> _Required work_
Repeat each line word for word.

> _Dataset content_
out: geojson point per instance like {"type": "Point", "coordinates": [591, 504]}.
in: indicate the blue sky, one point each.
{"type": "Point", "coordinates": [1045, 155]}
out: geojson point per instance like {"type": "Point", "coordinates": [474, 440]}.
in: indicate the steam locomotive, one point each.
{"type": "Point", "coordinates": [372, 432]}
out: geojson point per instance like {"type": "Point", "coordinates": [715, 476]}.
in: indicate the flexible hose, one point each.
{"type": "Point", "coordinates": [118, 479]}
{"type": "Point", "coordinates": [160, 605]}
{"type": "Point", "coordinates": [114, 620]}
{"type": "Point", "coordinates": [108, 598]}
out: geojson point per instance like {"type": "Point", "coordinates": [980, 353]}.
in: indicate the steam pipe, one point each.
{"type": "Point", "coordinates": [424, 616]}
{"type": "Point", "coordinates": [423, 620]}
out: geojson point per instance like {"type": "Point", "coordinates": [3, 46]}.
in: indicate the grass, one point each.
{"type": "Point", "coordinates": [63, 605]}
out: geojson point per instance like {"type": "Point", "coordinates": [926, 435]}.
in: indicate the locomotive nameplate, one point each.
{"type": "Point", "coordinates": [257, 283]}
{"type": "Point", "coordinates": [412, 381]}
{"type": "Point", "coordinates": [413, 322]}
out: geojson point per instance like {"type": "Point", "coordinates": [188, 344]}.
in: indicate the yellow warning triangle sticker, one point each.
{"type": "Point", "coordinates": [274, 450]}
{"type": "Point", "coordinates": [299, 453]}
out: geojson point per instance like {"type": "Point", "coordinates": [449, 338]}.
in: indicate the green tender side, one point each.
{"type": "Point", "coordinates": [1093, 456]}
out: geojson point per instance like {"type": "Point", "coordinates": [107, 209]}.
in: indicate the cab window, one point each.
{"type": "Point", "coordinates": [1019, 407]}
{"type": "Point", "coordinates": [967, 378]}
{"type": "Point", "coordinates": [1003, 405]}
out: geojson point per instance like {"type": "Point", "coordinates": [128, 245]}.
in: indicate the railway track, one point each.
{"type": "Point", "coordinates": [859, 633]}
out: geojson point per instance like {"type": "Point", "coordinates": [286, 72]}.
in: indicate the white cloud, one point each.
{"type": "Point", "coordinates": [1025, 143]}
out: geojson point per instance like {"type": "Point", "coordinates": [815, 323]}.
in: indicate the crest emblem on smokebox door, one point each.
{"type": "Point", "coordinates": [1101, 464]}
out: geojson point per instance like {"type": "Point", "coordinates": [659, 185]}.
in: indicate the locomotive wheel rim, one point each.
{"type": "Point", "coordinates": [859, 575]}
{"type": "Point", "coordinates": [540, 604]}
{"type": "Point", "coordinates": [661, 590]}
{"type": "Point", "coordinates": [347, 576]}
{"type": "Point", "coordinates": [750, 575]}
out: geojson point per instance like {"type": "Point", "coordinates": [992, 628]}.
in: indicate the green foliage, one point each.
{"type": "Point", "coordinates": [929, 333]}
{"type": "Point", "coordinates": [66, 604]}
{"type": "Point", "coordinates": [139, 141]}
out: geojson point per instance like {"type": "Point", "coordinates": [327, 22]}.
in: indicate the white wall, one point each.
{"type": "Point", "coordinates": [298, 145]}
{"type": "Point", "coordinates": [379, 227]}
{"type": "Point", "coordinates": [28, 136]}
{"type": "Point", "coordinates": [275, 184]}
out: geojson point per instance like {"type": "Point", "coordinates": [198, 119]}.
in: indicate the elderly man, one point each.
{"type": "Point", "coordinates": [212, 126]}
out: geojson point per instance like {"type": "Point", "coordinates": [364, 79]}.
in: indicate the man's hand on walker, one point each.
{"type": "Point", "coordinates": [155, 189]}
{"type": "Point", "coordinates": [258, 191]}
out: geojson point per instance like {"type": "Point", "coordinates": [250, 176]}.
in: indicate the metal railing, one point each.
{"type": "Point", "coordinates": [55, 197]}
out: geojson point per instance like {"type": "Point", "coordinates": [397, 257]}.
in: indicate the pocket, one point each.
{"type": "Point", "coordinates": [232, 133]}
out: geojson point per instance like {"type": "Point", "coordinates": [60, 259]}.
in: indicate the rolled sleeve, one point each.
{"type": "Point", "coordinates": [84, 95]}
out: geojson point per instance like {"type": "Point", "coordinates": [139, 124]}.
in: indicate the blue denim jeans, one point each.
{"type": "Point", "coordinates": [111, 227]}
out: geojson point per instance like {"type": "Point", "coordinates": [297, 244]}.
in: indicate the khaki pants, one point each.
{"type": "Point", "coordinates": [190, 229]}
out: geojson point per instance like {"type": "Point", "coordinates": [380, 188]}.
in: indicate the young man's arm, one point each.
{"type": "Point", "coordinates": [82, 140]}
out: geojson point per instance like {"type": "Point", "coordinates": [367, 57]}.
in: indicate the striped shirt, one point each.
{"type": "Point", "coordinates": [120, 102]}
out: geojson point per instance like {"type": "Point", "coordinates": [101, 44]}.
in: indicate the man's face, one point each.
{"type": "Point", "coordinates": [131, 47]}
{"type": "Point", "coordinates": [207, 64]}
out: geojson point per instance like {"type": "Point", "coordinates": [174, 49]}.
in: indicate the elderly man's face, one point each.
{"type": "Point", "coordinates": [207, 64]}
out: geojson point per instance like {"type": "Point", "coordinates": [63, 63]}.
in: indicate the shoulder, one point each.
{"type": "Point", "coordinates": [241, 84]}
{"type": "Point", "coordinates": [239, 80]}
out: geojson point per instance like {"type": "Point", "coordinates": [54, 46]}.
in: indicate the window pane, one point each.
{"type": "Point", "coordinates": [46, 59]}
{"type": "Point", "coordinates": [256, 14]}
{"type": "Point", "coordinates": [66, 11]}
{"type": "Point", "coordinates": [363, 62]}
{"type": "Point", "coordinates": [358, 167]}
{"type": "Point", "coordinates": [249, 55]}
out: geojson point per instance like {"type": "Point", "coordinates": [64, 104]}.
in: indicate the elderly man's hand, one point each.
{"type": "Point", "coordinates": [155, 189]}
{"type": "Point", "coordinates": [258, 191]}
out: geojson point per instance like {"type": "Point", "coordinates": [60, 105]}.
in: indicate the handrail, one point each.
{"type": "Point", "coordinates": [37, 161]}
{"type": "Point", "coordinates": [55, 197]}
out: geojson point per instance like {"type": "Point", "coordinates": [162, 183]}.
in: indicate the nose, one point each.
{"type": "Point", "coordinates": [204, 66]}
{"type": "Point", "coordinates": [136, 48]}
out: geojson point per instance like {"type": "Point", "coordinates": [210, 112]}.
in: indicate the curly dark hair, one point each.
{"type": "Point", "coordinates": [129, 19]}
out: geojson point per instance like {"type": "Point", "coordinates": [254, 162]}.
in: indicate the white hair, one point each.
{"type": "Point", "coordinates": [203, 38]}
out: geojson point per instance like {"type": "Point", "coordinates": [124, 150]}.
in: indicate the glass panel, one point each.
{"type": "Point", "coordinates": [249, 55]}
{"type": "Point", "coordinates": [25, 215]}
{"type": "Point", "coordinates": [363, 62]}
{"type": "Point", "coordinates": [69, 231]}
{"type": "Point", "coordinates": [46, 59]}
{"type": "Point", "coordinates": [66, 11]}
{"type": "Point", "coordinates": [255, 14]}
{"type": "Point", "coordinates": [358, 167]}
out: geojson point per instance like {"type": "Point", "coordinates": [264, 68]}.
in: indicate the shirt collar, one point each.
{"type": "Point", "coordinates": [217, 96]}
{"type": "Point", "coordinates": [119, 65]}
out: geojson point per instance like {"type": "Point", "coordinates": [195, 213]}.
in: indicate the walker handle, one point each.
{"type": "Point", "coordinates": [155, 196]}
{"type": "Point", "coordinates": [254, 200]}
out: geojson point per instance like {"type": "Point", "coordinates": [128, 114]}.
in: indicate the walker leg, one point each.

> _Response to this exercise_
out: geojson point per instance like {"type": "Point", "coordinates": [591, 504]}.
in: indicate the blue sky, one point each.
{"type": "Point", "coordinates": [1045, 155]}
out: geojson point per instance like {"type": "Point", "coordinates": [474, 440]}.
in: indicate the steam locomotive, one point each.
{"type": "Point", "coordinates": [372, 432]}
out: geojson point per instance like {"type": "Point", "coordinates": [715, 476]}.
in: indicate the flexible hose, one point each.
{"type": "Point", "coordinates": [118, 479]}
{"type": "Point", "coordinates": [160, 605]}
{"type": "Point", "coordinates": [114, 620]}
{"type": "Point", "coordinates": [108, 598]}
out: geojson point per instance like {"type": "Point", "coordinates": [980, 353]}.
in: indicate the steam pipe, one point each.
{"type": "Point", "coordinates": [424, 616]}
{"type": "Point", "coordinates": [423, 620]}
out: geojson point per instance like {"type": "Point", "coordinates": [3, 46]}.
in: indicate the grass, one point each.
{"type": "Point", "coordinates": [63, 605]}
out: geojson point per instance like {"type": "Point", "coordinates": [926, 435]}.
in: indicate the locomotive nameplate, one point each.
{"type": "Point", "coordinates": [257, 283]}
{"type": "Point", "coordinates": [412, 381]}
{"type": "Point", "coordinates": [413, 322]}
out: geojson point per instance like {"type": "Point", "coordinates": [188, 344]}.
in: indicate the yellow warning triangle sticker, one point each.
{"type": "Point", "coordinates": [274, 450]}
{"type": "Point", "coordinates": [299, 453]}
out: geojson point per instance like {"type": "Point", "coordinates": [449, 338]}.
in: indicate the green tender side, one point each.
{"type": "Point", "coordinates": [1093, 456]}
out: geojson point per instance like {"type": "Point", "coordinates": [107, 209]}.
in: indicate the cab window, one point each.
{"type": "Point", "coordinates": [1019, 407]}
{"type": "Point", "coordinates": [967, 378]}
{"type": "Point", "coordinates": [1003, 405]}
out: geojson point per instance like {"type": "Point", "coordinates": [128, 245]}.
in: indicate the railway track, one point each.
{"type": "Point", "coordinates": [859, 633]}
out: geojson point per instance like {"type": "Point", "coordinates": [286, 72]}.
in: indicate the white cloud, one point each.
{"type": "Point", "coordinates": [1025, 143]}
out: geojson point per instance like {"type": "Point", "coordinates": [815, 323]}.
in: indicate the crest emblem on smokebox door, one point each.
{"type": "Point", "coordinates": [1101, 464]}
out: geojson point per instance like {"type": "Point", "coordinates": [659, 185]}.
in: indicate the locomotive wheel rim, one point each.
{"type": "Point", "coordinates": [859, 575]}
{"type": "Point", "coordinates": [540, 604]}
{"type": "Point", "coordinates": [661, 590]}
{"type": "Point", "coordinates": [347, 576]}
{"type": "Point", "coordinates": [750, 575]}
out: geojson point per instance like {"type": "Point", "coordinates": [992, 628]}.
in: indicate the green foliage, one point each.
{"type": "Point", "coordinates": [929, 333]}
{"type": "Point", "coordinates": [66, 604]}
{"type": "Point", "coordinates": [139, 141]}
out: geojson point per instance like {"type": "Point", "coordinates": [327, 22]}.
in: indicate the white wall, one point each.
{"type": "Point", "coordinates": [298, 145]}
{"type": "Point", "coordinates": [379, 227]}
{"type": "Point", "coordinates": [28, 136]}
{"type": "Point", "coordinates": [275, 184]}
out: geojson point per instance like {"type": "Point", "coordinates": [198, 119]}.
in: indicate the elderly man, one point each.
{"type": "Point", "coordinates": [212, 126]}
out: geojson point per instance like {"type": "Point", "coordinates": [364, 79]}.
in: indicate the man's hand on walker, one point each.
{"type": "Point", "coordinates": [155, 189]}
{"type": "Point", "coordinates": [258, 191]}
out: geojson point per instance like {"type": "Point", "coordinates": [250, 176]}.
in: indicate the metal railing, one point each.
{"type": "Point", "coordinates": [55, 197]}
out: geojson point per instance like {"type": "Point", "coordinates": [397, 257]}.
in: indicate the pocket, one point each.
{"type": "Point", "coordinates": [232, 133]}
out: geojson point per instance like {"type": "Point", "coordinates": [60, 259]}.
in: indicate the rolled sleeve, one point each.
{"type": "Point", "coordinates": [84, 95]}
out: geojson point per instance like {"type": "Point", "coordinates": [139, 124]}.
in: indicate the blue denim jeans, one point each.
{"type": "Point", "coordinates": [111, 227]}
out: geojson point per instance like {"type": "Point", "coordinates": [297, 244]}.
in: indicate the khaki pants, one point each.
{"type": "Point", "coordinates": [190, 229]}
out: geojson point per instance like {"type": "Point", "coordinates": [380, 188]}.
in: indicate the young man's arm, one point each.
{"type": "Point", "coordinates": [82, 140]}
out: geojson point per instance like {"type": "Point", "coordinates": [367, 57]}.
in: indicate the striped shirt, one point each.
{"type": "Point", "coordinates": [120, 102]}
out: geojson point per instance like {"type": "Point", "coordinates": [101, 44]}.
in: indicate the man's face, one point each.
{"type": "Point", "coordinates": [131, 47]}
{"type": "Point", "coordinates": [207, 64]}
out: geojson point per instance like {"type": "Point", "coordinates": [174, 49]}.
in: indicate the elderly man's face, one point each.
{"type": "Point", "coordinates": [207, 64]}
out: geojson point per instance like {"type": "Point", "coordinates": [63, 63]}.
in: indicate the shoulder, one point each.
{"type": "Point", "coordinates": [241, 84]}
{"type": "Point", "coordinates": [239, 80]}
out: geojson point per instance like {"type": "Point", "coordinates": [54, 46]}.
in: indicate the window pane, one point each.
{"type": "Point", "coordinates": [46, 59]}
{"type": "Point", "coordinates": [256, 14]}
{"type": "Point", "coordinates": [66, 11]}
{"type": "Point", "coordinates": [363, 62]}
{"type": "Point", "coordinates": [358, 167]}
{"type": "Point", "coordinates": [249, 55]}
out: geojson point per instance like {"type": "Point", "coordinates": [64, 104]}.
in: indicate the elderly man's hand, one point each.
{"type": "Point", "coordinates": [155, 189]}
{"type": "Point", "coordinates": [258, 191]}
out: geojson point per instance like {"type": "Point", "coordinates": [60, 105]}.
in: indicate the handrail, one point each.
{"type": "Point", "coordinates": [37, 161]}
{"type": "Point", "coordinates": [55, 197]}
out: geojson point per instance like {"type": "Point", "coordinates": [162, 183]}.
in: indicate the nose, one point each.
{"type": "Point", "coordinates": [204, 66]}
{"type": "Point", "coordinates": [136, 48]}
out: geojson point per instance like {"type": "Point", "coordinates": [210, 112]}.
in: indicate the curly dark hair, one point each.
{"type": "Point", "coordinates": [129, 19]}
out: geojson point per instance like {"type": "Point", "coordinates": [254, 162]}.
in: indicate the white hair, one point each.
{"type": "Point", "coordinates": [203, 38]}
out: geojson point per instance like {"type": "Point", "coordinates": [124, 150]}.
in: indicate the glass panel, one point each.
{"type": "Point", "coordinates": [249, 55]}
{"type": "Point", "coordinates": [25, 215]}
{"type": "Point", "coordinates": [363, 62]}
{"type": "Point", "coordinates": [69, 231]}
{"type": "Point", "coordinates": [46, 59]}
{"type": "Point", "coordinates": [66, 11]}
{"type": "Point", "coordinates": [255, 14]}
{"type": "Point", "coordinates": [358, 167]}
out: geojson point per instance like {"type": "Point", "coordinates": [264, 68]}.
in: indicate the shirt collar, one point each.
{"type": "Point", "coordinates": [217, 96]}
{"type": "Point", "coordinates": [119, 65]}
out: geojson point per instance like {"type": "Point", "coordinates": [195, 213]}.
in: indicate the walker handle, one point each.
{"type": "Point", "coordinates": [155, 196]}
{"type": "Point", "coordinates": [254, 200]}
out: geojson point per instance like {"type": "Point", "coordinates": [128, 114]}.
in: indicate the walker leg, one point each.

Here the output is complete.